Point labeling examples
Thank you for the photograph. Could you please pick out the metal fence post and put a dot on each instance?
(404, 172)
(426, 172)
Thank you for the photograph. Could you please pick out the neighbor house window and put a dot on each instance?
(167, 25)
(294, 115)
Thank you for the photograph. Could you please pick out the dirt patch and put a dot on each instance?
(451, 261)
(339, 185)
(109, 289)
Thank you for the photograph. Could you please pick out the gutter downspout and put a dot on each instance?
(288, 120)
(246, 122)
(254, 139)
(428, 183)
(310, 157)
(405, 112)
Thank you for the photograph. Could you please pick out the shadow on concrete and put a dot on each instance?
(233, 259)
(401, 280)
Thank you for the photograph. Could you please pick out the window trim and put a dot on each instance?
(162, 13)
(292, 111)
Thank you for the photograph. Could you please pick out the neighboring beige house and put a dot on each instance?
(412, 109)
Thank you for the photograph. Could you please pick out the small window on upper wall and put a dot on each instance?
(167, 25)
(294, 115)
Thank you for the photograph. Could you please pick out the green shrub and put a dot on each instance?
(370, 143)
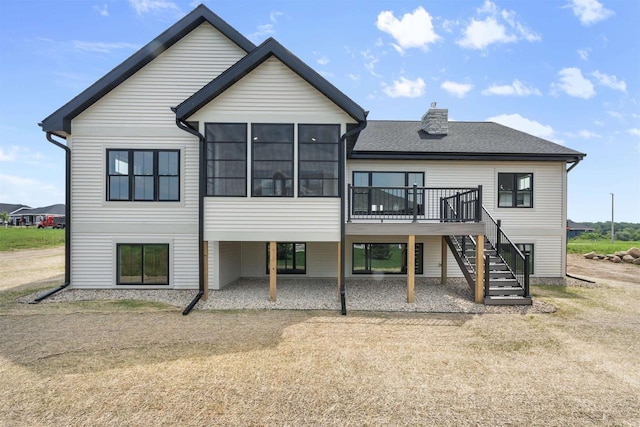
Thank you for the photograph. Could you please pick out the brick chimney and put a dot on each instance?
(436, 121)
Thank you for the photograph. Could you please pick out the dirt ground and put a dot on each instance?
(31, 266)
(120, 363)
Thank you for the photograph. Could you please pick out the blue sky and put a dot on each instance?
(566, 70)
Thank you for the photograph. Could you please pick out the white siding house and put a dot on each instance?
(202, 156)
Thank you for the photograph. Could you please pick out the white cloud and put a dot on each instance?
(456, 89)
(103, 11)
(101, 47)
(405, 88)
(584, 53)
(501, 26)
(412, 30)
(590, 11)
(370, 62)
(9, 155)
(584, 134)
(610, 81)
(573, 83)
(262, 31)
(273, 17)
(616, 114)
(516, 121)
(517, 88)
(144, 6)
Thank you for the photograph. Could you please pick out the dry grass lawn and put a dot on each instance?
(122, 363)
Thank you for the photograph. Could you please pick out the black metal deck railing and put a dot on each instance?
(415, 203)
(517, 262)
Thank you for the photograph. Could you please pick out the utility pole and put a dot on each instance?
(612, 226)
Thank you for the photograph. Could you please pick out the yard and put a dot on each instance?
(115, 363)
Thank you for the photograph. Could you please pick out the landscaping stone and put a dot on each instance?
(634, 252)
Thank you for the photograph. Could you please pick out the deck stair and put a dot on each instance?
(502, 287)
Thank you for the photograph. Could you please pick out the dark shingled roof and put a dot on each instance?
(465, 140)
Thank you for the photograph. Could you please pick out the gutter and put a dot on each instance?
(67, 227)
(575, 163)
(342, 184)
(185, 127)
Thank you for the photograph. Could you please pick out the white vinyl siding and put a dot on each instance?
(543, 224)
(266, 219)
(144, 99)
(321, 257)
(272, 93)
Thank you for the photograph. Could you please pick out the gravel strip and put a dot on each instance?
(317, 294)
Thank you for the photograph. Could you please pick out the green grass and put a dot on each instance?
(14, 238)
(599, 246)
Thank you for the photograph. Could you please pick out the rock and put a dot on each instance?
(634, 252)
(591, 255)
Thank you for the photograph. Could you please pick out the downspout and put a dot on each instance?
(342, 183)
(185, 127)
(67, 227)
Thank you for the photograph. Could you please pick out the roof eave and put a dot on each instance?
(398, 155)
(60, 120)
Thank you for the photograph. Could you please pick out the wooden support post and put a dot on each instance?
(479, 294)
(205, 256)
(411, 268)
(273, 270)
(339, 268)
(443, 260)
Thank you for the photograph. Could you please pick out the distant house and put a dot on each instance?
(25, 215)
(575, 229)
(203, 159)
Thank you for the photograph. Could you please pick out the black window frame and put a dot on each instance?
(302, 144)
(210, 162)
(131, 175)
(294, 268)
(291, 161)
(514, 190)
(419, 258)
(119, 267)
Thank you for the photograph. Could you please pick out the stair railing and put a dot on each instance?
(515, 260)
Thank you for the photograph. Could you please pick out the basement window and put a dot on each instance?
(384, 258)
(143, 264)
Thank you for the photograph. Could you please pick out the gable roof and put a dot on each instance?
(465, 141)
(250, 62)
(60, 121)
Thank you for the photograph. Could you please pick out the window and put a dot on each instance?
(143, 175)
(292, 258)
(143, 264)
(515, 190)
(386, 258)
(226, 159)
(387, 193)
(510, 256)
(272, 160)
(318, 152)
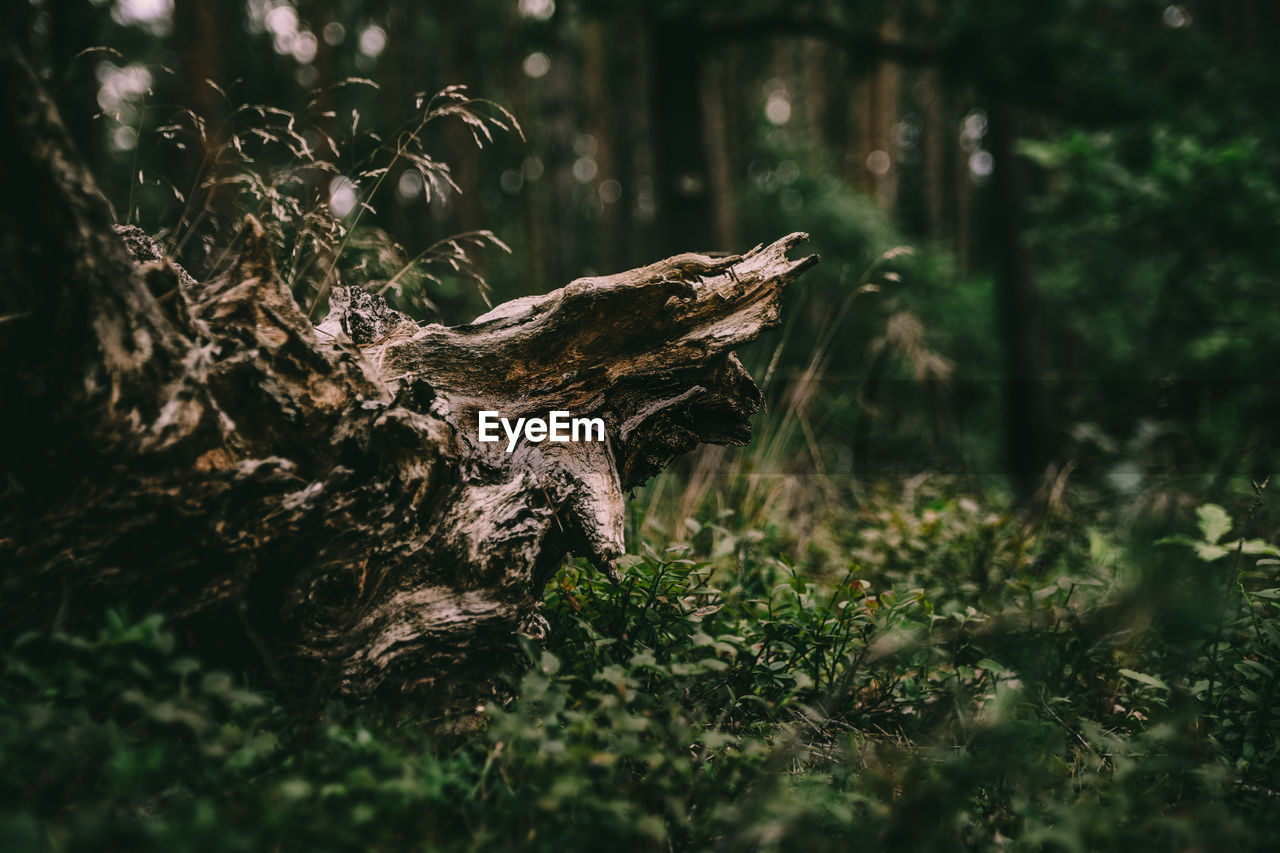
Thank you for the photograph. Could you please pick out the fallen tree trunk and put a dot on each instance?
(314, 500)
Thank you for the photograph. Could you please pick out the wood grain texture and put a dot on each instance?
(314, 501)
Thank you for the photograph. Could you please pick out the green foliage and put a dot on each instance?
(720, 698)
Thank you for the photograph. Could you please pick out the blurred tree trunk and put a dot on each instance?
(314, 501)
(717, 87)
(600, 109)
(1027, 423)
(681, 174)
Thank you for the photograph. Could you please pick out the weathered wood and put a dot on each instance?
(314, 500)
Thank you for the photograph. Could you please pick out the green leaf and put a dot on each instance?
(1150, 680)
(1214, 521)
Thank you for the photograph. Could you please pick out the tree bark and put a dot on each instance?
(314, 501)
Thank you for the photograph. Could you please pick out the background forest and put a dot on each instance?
(999, 568)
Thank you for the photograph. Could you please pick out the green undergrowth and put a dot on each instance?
(964, 679)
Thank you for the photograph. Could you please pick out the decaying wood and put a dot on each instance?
(314, 500)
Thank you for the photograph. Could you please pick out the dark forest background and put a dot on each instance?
(1088, 187)
(1013, 416)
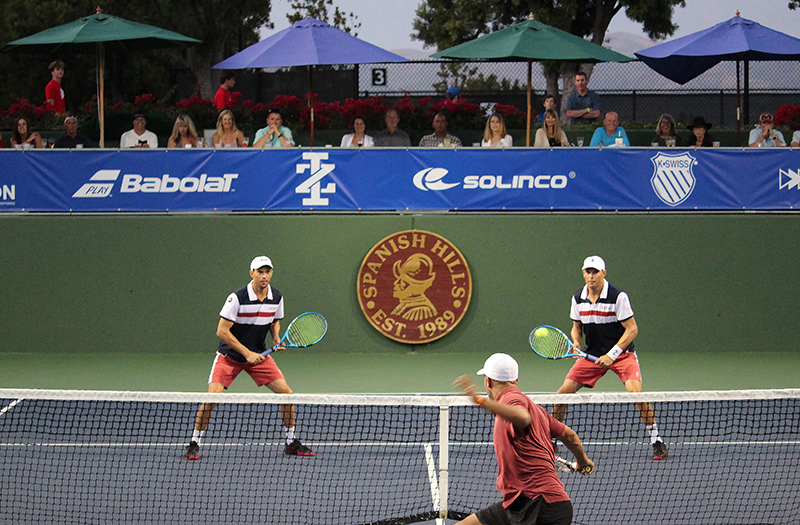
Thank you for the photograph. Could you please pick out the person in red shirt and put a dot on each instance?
(53, 92)
(223, 99)
(532, 492)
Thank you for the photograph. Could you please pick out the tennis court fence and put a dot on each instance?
(89, 457)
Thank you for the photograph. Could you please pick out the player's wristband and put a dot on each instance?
(615, 352)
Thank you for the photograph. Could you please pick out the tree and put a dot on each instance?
(446, 23)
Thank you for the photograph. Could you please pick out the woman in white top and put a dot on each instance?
(227, 134)
(359, 139)
(550, 135)
(494, 136)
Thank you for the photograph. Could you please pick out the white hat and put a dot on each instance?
(260, 261)
(500, 367)
(594, 261)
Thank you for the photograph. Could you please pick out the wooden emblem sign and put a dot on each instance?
(414, 286)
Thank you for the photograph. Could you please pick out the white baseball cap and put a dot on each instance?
(260, 261)
(594, 261)
(500, 367)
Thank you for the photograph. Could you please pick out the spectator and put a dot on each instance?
(138, 137)
(358, 139)
(494, 136)
(548, 103)
(224, 99)
(665, 129)
(275, 135)
(583, 104)
(23, 137)
(700, 139)
(452, 93)
(53, 92)
(71, 138)
(227, 134)
(392, 136)
(550, 135)
(440, 136)
(184, 134)
(611, 134)
(764, 136)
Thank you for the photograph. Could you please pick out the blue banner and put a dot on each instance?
(399, 179)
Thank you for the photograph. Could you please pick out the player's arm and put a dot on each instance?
(227, 337)
(571, 440)
(631, 331)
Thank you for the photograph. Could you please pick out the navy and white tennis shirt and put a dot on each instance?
(602, 326)
(251, 319)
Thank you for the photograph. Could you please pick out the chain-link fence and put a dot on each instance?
(633, 90)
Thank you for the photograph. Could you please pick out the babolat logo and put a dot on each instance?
(102, 182)
(430, 179)
(673, 179)
(789, 179)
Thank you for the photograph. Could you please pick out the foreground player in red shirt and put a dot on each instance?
(532, 492)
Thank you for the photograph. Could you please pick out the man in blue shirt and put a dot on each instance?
(583, 104)
(610, 133)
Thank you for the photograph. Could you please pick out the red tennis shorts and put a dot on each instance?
(587, 373)
(224, 371)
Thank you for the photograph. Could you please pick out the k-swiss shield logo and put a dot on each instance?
(673, 180)
(414, 286)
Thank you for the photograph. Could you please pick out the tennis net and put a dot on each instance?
(117, 457)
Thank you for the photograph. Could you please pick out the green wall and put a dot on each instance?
(154, 283)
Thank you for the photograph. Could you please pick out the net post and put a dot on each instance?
(444, 433)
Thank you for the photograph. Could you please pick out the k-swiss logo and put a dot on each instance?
(673, 180)
(414, 286)
(313, 184)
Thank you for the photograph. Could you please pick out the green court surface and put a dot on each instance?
(319, 370)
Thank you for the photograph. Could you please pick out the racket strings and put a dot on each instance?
(307, 330)
(550, 343)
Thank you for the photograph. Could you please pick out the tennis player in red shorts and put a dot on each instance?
(602, 312)
(249, 316)
(532, 492)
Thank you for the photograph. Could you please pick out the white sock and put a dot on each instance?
(197, 435)
(653, 431)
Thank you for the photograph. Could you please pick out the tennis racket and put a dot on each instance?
(571, 466)
(305, 330)
(551, 343)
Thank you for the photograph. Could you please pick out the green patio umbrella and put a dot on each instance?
(531, 41)
(97, 33)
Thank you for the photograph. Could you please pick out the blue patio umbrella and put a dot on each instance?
(309, 42)
(738, 39)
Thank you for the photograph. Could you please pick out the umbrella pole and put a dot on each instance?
(528, 128)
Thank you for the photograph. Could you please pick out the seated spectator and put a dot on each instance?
(223, 99)
(699, 127)
(494, 135)
(275, 135)
(392, 136)
(665, 129)
(71, 138)
(227, 134)
(610, 132)
(184, 134)
(549, 103)
(763, 136)
(440, 136)
(23, 137)
(138, 137)
(359, 139)
(550, 135)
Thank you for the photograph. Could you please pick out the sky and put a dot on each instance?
(388, 23)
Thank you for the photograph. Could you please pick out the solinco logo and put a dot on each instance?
(414, 286)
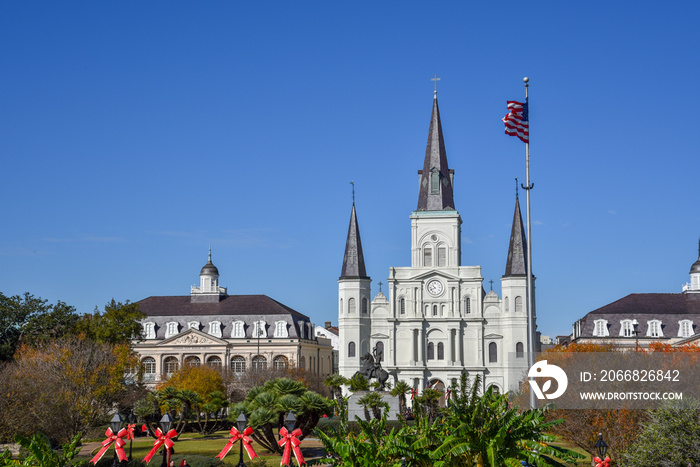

--- TASK STATEMENT ---
Find every line above that contains the word "umbrella" and copy those lines. Matching is case-sensitive.

--- CORRECT ANSWER ---
Thank you for the photograph. Could you please pick out the green patio umbrella and put a dot on each instance?
Thank you for the photograph. Could you please pick out the blue patio umbrella and put a dot on each instance?
Thank you for the photograph. Could you please pick out the umbrella pole and put a dot on each instance?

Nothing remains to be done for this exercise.